• [YOUR GOAL]: The full listing must be reproduced exactly as given.

• [GIVEN ENTRIES]:
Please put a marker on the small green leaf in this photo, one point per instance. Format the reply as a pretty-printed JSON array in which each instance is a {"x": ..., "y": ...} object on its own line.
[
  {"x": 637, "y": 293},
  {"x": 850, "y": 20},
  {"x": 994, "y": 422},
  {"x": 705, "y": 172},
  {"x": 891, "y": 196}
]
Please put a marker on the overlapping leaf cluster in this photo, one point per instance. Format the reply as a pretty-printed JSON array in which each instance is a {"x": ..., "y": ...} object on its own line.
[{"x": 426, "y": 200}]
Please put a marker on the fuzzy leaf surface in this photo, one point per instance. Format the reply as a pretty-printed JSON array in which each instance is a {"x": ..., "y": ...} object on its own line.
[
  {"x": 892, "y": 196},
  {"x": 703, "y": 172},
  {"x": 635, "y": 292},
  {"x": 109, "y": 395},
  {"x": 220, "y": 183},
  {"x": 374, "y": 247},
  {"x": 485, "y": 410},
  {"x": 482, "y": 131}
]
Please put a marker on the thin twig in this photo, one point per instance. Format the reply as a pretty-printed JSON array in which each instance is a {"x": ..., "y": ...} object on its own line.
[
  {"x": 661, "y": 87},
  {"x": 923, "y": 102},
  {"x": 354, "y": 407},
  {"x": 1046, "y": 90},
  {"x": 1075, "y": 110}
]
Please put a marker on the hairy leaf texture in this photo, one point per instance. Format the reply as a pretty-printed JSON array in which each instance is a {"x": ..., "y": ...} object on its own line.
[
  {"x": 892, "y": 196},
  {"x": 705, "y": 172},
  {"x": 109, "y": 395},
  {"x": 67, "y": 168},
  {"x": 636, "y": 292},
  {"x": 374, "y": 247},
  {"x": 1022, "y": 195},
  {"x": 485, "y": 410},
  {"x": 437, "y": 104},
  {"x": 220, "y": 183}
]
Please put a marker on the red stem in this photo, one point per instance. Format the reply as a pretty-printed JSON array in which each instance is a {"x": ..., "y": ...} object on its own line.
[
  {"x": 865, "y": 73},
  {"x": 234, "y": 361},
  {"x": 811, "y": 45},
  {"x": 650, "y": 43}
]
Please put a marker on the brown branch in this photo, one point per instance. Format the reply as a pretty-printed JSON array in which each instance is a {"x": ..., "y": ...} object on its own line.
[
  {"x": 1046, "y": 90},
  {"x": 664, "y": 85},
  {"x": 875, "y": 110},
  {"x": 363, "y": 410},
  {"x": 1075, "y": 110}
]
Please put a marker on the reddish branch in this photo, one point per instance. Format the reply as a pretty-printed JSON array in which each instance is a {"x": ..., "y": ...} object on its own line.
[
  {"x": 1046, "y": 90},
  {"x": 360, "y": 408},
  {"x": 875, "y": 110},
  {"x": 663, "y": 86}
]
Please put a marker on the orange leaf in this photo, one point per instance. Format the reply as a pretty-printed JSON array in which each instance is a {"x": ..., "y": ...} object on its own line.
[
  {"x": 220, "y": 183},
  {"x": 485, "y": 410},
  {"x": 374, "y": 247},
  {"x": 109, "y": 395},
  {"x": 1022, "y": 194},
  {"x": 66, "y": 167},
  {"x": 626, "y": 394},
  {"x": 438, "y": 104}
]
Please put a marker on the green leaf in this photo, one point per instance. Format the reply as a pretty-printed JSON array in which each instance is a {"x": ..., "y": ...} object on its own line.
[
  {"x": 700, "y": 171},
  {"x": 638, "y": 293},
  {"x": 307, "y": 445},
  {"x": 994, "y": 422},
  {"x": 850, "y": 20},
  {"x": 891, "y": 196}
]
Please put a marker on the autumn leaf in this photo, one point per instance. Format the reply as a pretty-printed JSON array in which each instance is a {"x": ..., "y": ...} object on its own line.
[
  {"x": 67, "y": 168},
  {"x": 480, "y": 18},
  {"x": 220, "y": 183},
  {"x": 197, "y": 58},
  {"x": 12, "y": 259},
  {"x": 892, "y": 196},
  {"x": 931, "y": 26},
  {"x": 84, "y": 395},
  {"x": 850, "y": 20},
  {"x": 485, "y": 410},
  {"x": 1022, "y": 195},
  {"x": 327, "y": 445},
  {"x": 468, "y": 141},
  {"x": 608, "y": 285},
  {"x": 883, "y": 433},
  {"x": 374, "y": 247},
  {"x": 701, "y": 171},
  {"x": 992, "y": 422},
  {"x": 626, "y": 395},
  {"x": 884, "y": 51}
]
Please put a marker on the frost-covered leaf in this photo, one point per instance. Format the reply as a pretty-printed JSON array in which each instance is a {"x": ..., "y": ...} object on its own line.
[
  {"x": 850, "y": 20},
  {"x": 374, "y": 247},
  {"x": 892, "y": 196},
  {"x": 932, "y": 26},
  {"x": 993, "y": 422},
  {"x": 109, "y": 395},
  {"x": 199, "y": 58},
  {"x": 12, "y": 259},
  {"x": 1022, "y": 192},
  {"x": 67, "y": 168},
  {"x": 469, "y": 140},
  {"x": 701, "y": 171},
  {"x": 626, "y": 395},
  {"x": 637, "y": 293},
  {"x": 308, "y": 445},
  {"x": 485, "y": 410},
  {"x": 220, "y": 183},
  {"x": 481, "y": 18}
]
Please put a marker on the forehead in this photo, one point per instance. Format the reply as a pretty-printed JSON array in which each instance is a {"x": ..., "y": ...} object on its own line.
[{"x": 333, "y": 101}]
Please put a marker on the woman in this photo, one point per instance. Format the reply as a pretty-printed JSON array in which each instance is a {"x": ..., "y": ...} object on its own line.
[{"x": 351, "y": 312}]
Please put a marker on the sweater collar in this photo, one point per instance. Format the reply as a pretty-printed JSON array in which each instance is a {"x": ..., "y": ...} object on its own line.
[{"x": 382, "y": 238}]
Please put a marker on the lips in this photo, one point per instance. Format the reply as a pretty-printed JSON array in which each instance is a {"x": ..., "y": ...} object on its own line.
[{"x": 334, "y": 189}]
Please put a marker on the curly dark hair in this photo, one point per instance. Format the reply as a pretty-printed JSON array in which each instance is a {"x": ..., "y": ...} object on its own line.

• [COMPLETED TASK]:
Please put a marker on the small green leaf in this photo, one point per instance. Format the reply as a pretty-printed JSON array in which each instance is a {"x": ..., "y": ...} object on its own line.
[
  {"x": 637, "y": 293},
  {"x": 850, "y": 20},
  {"x": 994, "y": 422},
  {"x": 705, "y": 172},
  {"x": 891, "y": 196}
]
Please put a marker on the overlapping leaf cluster in this photo, one point per instance. Format the reply as a pretty-printed JSON array in which each instance is a {"x": ..., "y": ...} object on its own line.
[{"x": 426, "y": 200}]
Please put a marker on the fuzzy leaf surface in this photo, one point per instance. Format the reply as a pretty-printed JSON array in which each instance is a {"x": ..., "y": ...} object on its own line.
[
  {"x": 892, "y": 196},
  {"x": 703, "y": 172},
  {"x": 635, "y": 292},
  {"x": 109, "y": 395},
  {"x": 220, "y": 183},
  {"x": 374, "y": 247},
  {"x": 485, "y": 410},
  {"x": 482, "y": 131}
]
Please put a marker on the thin twig in this photo, one point per instance. Format the reply as a pretty-printed JSON array in which each instance is a {"x": ..., "y": ...} object on its own line.
[
  {"x": 661, "y": 87},
  {"x": 923, "y": 102},
  {"x": 354, "y": 407},
  {"x": 1046, "y": 90},
  {"x": 1075, "y": 110}
]
Please put a marker on the hairy leaf texture in this photo, one point per instance. Format the reply as a pretty-printed JSON array in which each instance is a {"x": ..., "y": ...} object on its own line.
[
  {"x": 892, "y": 196},
  {"x": 705, "y": 172},
  {"x": 109, "y": 395},
  {"x": 67, "y": 168},
  {"x": 636, "y": 292},
  {"x": 374, "y": 247},
  {"x": 1022, "y": 195},
  {"x": 485, "y": 410},
  {"x": 437, "y": 104},
  {"x": 220, "y": 183}
]
Please put a marker on the red stem in this photo, one point per instance. Format the reply as a pretty-printed JSON array in which each instance is a {"x": ..., "y": ...} object on its own line.
[
  {"x": 865, "y": 73},
  {"x": 234, "y": 361},
  {"x": 811, "y": 45},
  {"x": 650, "y": 43}
]
Please put a marker on the brown branch in this photo, one point per instance. Format the reply as a pretty-printed JSON array in which each instance is a {"x": ..., "y": ...} object on its own line.
[
  {"x": 1046, "y": 90},
  {"x": 664, "y": 85},
  {"x": 875, "y": 110},
  {"x": 363, "y": 410},
  {"x": 1075, "y": 110}
]
Please put a marker on the reddish branch in this photo, one point per instance. Format the reply as a pretty-printed JSON array in which each instance is a {"x": ..., "y": ...} object on its own line.
[
  {"x": 1046, "y": 90},
  {"x": 360, "y": 408},
  {"x": 875, "y": 110},
  {"x": 663, "y": 86}
]
Please put a marker on the orange leaf in this photo, one point per instance. Format the reply as a pretty-printed JSON array in which each instance is a {"x": ..., "y": ...} object on its own line.
[
  {"x": 220, "y": 183},
  {"x": 485, "y": 410},
  {"x": 374, "y": 247},
  {"x": 109, "y": 395},
  {"x": 1022, "y": 194},
  {"x": 66, "y": 167},
  {"x": 626, "y": 394},
  {"x": 438, "y": 104}
]
Please put a marker on the green leaf in this photo, one point per instance. Format the reply as a pretty-printed JSON array in which each instance is a {"x": ..., "y": ...} object on its own line.
[
  {"x": 700, "y": 171},
  {"x": 638, "y": 293},
  {"x": 307, "y": 445},
  {"x": 994, "y": 422},
  {"x": 850, "y": 20},
  {"x": 891, "y": 196}
]
Please put a marker on the autumn leaf in this photo, one point per instance. Format the reply as a pretty-printed JSON array in which each instance is a {"x": ..., "y": ...} object on its own line.
[
  {"x": 67, "y": 168},
  {"x": 480, "y": 18},
  {"x": 220, "y": 183},
  {"x": 197, "y": 58},
  {"x": 12, "y": 259},
  {"x": 892, "y": 196},
  {"x": 931, "y": 26},
  {"x": 84, "y": 395},
  {"x": 850, "y": 20},
  {"x": 485, "y": 410},
  {"x": 1022, "y": 195},
  {"x": 327, "y": 445},
  {"x": 468, "y": 141},
  {"x": 608, "y": 285},
  {"x": 883, "y": 433},
  {"x": 374, "y": 247},
  {"x": 701, "y": 171},
  {"x": 992, "y": 422},
  {"x": 626, "y": 395},
  {"x": 884, "y": 51}
]
Please put a marker on the frost-covered leaf in this photo, one point per instance. Format the reply as a pretty-printed JSON array in which each instance is a {"x": ..., "y": ...} object on its own line.
[
  {"x": 850, "y": 20},
  {"x": 374, "y": 247},
  {"x": 892, "y": 196},
  {"x": 932, "y": 26},
  {"x": 993, "y": 422},
  {"x": 109, "y": 395},
  {"x": 199, "y": 58},
  {"x": 12, "y": 259},
  {"x": 1022, "y": 192},
  {"x": 67, "y": 168},
  {"x": 469, "y": 140},
  {"x": 701, "y": 171},
  {"x": 626, "y": 395},
  {"x": 637, "y": 293},
  {"x": 308, "y": 445},
  {"x": 485, "y": 410},
  {"x": 220, "y": 183},
  {"x": 481, "y": 18}
]
Please put a marker on the forehead in this photo, one point per instance. Format the reply as a pretty-printed JSON array in which each instance is a {"x": ..., "y": ...} object on its own line.
[{"x": 333, "y": 101}]
Please put a marker on the woman in this photo, one point per instance. Format the reply as a pretty-printed JSON array in which each instance is a {"x": ..., "y": ...} object on its own line.
[{"x": 351, "y": 312}]
Please put a marker on the sweater collar in this photo, one point per instance. Format the reply as a pretty-printed JSON array in which each instance is a {"x": ..., "y": ...} object on its own line.
[{"x": 382, "y": 238}]
Please put a marker on the lips in this photo, one point per instance. Format the reply as a pretty-printed JSON array in which each instance is a {"x": ..., "y": ...} object on its own line.
[{"x": 334, "y": 189}]
Please put a marker on the curly dark hair in this photo, one point per instance. Format the reply as a pretty-printed JSON array in which each instance is a {"x": ..., "y": ...} object on its own line.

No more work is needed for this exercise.